PROGRAM 12 BIOS

Women Rising Radio Program XII: Journalists in the Crosshairs

GIULIANA SGRENA: Hundreds of international journalists have been killed while doing their jobs covering global wars, and in particular in the war in Iraq. Giuliana Sgrena was almost one of thosekilled in Iraq. Born and raised in Italy, she is a journalist working for the Italian communist newspaper Il Manifesto, and for the German weekly Die Zeit. Giuliana spent her early years in a town of fewer than 1000 people, where her father Franco Sgrena had been a noted partisan during World War II. Giuliana studied in Milan and worked for Guerra e Pace, a weekly publication interested in pacifism and issues of war and peace. She went to Somalia, to Afghanistan, and to Iraq. She was awarded the Cavaliere dei Lavoro for her work on the war in Iraq. Giuliana was taken hostage in Iraq while working on a story of the destruction of Fallujah. After a month of captivity, the Italian government rescued her, but her rescue car was attackedby US forces. Nicola Calipari, an Italian diplomat, died while protecting Giuliana, and she herself was shot in her shoulder. She was permanently disabled by that experience, and deeply psychologically affected as well. Italy, her own country, not only gave up a diplomat for her. Its famous soccer team wore “Free Giuliana” t-shirts while playing internationally televised games. And Italians rose up against US military bases in Italy, saying a resounding No to US plans to double its bases there.

MARIA SUAREZ: Maria Suarez is a Costa Rican journalist who created the Feminist International Radio Endeavor, FIRE, as a way to use Costa Rica’s air waves in the service of grassroots democracy. She works to bring the voices of women in particular to a wider audience. Maria was born and raised in Puerto Rico, a child of the cold war, and during the Cubgan missile crisis she lived right near a US military base. She realized then that the US military controlled her community in ways that she didn’t like. She decided that militarism and occupation of a country were serious problems. She wanted tohear those views on the radio, but never did. So she aimed for acareer in radio. Then she settled in Costa Rica, in order to create FIRE radio. It has gone global and been very successful. Among other issues, FIRE radio has advocated against the CAFTA agreement (Central American Free Trade Agreement). Maria has felt it would end up as with NAFTA – exploiting the people and resources of Central America, and giving nothing back. With her colleague Guadalupe Urbina Juarez, Maria has been producing Wings of a Butterfly, a multi-media theatre piece highlighting women’s invisible and undervalued contributions in disciplines as varied as physics, systems biology, mathematics, environmental science, etc. etc.

◆ WORK TO COMPLETE:
Answer these questions from the program bios.
1. Which two publications does Giuliana Sgrena work for?
2. Who died while protecting Giuliana Sgrena?
3. What did Maria Suarez create to use Costa Rica's air waves?
The lines are separate material with no connection to the program bios.

◆ MATERIAL PROVIDED:
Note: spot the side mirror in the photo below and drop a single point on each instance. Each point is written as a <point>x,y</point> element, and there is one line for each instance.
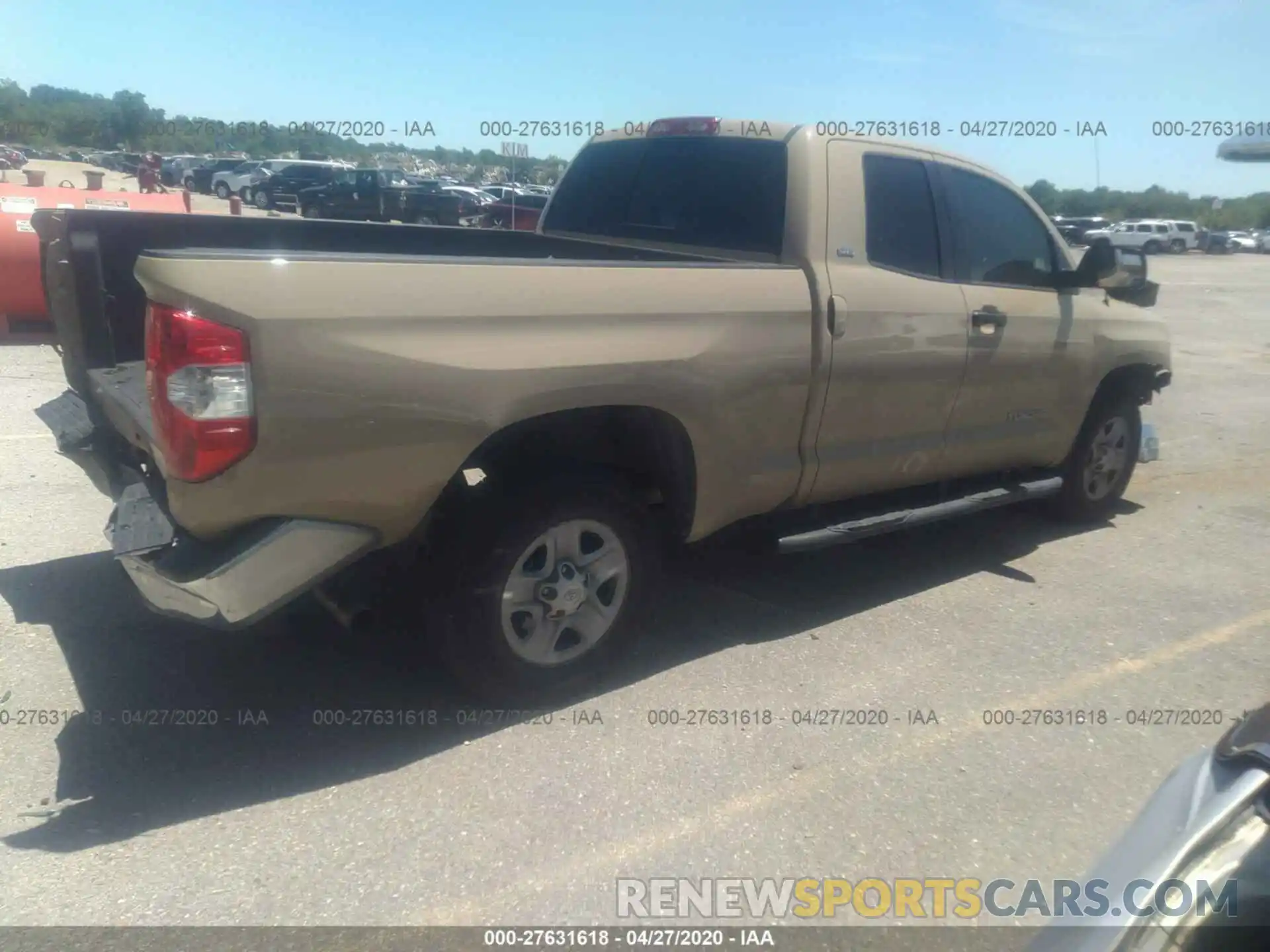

◆ WRITTEN SOLUTION:
1. Il Manifesto and Die Zeit
2. Nicola Calipari, an Italian diplomat
3. The Feminist International Radio Endeavor (FIRE)